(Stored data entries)
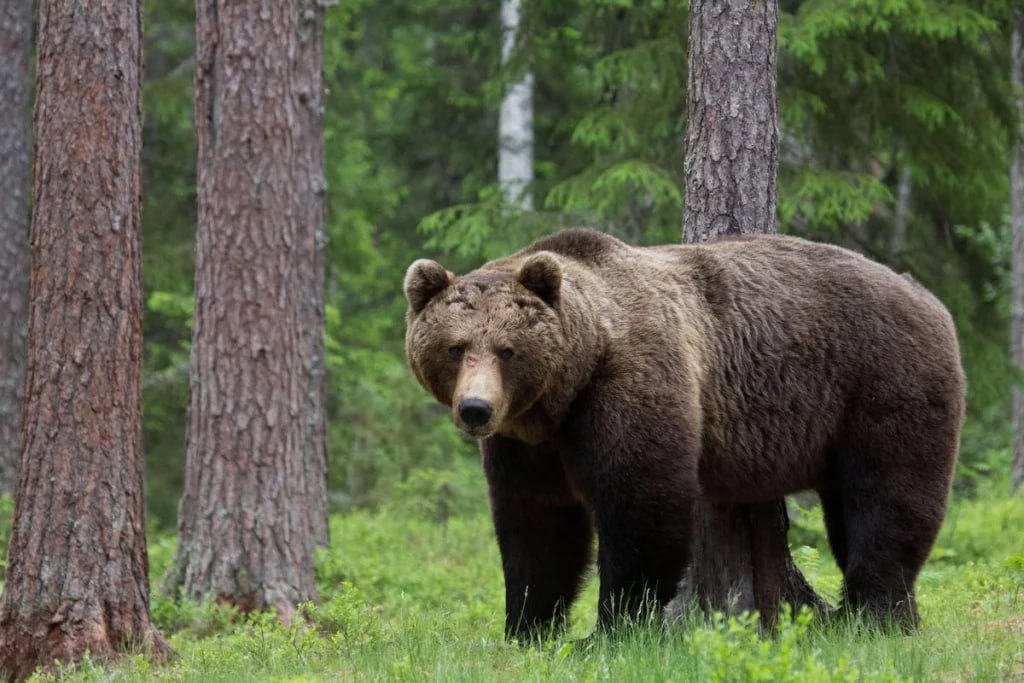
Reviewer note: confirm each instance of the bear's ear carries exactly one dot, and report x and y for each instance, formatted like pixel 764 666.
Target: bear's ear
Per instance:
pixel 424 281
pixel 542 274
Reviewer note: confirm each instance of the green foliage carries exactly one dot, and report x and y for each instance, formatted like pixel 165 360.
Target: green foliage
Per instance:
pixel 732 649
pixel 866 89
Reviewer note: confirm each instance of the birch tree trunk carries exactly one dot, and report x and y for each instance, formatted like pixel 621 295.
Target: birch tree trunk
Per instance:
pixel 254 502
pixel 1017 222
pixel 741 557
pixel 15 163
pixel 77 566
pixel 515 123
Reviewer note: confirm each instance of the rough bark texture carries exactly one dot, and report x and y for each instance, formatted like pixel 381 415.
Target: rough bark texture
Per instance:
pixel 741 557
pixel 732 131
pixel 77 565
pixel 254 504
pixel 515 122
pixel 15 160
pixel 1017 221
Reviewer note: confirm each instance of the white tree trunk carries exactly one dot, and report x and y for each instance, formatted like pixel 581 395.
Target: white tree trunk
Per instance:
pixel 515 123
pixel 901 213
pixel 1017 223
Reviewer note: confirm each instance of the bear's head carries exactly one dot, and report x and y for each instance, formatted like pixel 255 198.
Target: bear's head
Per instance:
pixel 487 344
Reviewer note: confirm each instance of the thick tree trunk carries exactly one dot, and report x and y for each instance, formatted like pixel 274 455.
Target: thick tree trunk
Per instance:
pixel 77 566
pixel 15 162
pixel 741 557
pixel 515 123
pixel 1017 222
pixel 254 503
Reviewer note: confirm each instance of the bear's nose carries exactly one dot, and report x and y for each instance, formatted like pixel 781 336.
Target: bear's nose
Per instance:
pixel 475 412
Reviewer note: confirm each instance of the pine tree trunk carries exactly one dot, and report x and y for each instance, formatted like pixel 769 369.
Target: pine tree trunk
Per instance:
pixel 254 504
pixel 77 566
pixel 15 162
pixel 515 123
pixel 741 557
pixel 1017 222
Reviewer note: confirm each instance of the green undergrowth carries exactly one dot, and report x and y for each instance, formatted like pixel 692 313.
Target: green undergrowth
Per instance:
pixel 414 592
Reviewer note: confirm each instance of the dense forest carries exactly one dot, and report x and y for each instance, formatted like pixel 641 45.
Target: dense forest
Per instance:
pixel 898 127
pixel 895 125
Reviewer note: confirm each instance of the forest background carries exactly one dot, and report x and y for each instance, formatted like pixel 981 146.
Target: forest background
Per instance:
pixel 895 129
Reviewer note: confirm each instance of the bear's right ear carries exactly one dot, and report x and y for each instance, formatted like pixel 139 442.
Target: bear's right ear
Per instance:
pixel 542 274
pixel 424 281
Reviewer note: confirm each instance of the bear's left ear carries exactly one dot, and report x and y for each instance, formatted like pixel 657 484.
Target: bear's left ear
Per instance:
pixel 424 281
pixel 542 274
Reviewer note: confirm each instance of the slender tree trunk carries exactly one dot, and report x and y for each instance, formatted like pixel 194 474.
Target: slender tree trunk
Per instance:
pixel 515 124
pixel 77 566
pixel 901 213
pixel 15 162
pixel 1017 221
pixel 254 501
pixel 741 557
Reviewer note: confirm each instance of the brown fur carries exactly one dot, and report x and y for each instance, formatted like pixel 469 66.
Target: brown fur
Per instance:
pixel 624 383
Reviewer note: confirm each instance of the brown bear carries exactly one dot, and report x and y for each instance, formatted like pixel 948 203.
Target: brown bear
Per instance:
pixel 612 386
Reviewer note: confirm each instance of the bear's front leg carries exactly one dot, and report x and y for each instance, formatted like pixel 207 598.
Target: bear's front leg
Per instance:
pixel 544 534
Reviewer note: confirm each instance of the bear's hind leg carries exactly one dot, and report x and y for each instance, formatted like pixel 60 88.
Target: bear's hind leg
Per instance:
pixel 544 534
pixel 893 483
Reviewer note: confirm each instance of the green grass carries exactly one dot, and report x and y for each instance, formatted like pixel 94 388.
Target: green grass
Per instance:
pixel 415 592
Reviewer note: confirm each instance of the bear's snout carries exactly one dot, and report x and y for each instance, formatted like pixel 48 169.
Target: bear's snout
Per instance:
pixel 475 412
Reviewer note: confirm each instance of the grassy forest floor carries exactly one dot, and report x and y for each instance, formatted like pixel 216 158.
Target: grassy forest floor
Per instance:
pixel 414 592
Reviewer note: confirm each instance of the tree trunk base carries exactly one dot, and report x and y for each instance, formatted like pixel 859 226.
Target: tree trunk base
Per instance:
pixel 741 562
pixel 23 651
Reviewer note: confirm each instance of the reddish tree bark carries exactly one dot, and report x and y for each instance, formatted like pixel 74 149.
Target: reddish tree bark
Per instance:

PROBLEM TO WORK ON :: Copy the lines above word for word, starting at the line that contains "Reviewer note: confirm each instance of the bear's left" and ending at the line that contains "pixel 893 483", with both of those lines included.

ANSWER ::
Reviewer note: confirm each instance of the bear's left ear carries exactly one dot, and report x and y for each instance, formatted like pixel 657 484.
Target: bear's left ear
Per instance:
pixel 424 281
pixel 542 274
Reviewer note: confirm each instance of the slender tree trunk carries exactly one dot, and report x and y for each instance, formatted like pixel 194 474.
Target: slender tree trunk
Per instance:
pixel 515 124
pixel 77 566
pixel 901 213
pixel 15 162
pixel 1017 221
pixel 254 501
pixel 741 557
Reviewer note: confirm each instance of the brown fur carries exactly one dot, and report x and y for each instance, formatted like pixel 469 66.
Target: brown fur
Per instance:
pixel 624 383
Reviewer note: confirm each instance of the brown bear carries exactly one dot, and report x and y for each instance, formatted like pixel 948 203.
Target: brown bear
Per instance:
pixel 612 386
Reviewer note: confirm each instance of the bear's front leg carries exactly one dot, and report x and y for each instance, formatted like pixel 207 598.
Target: bear's front leg
Per instance:
pixel 544 534
Reviewer note: confirm each instance of the bear's hind leg carries exactly one dot, and report x and y for each instance, formatted like pixel 60 88.
Target: bear's hind leg
Per instance:
pixel 544 534
pixel 893 483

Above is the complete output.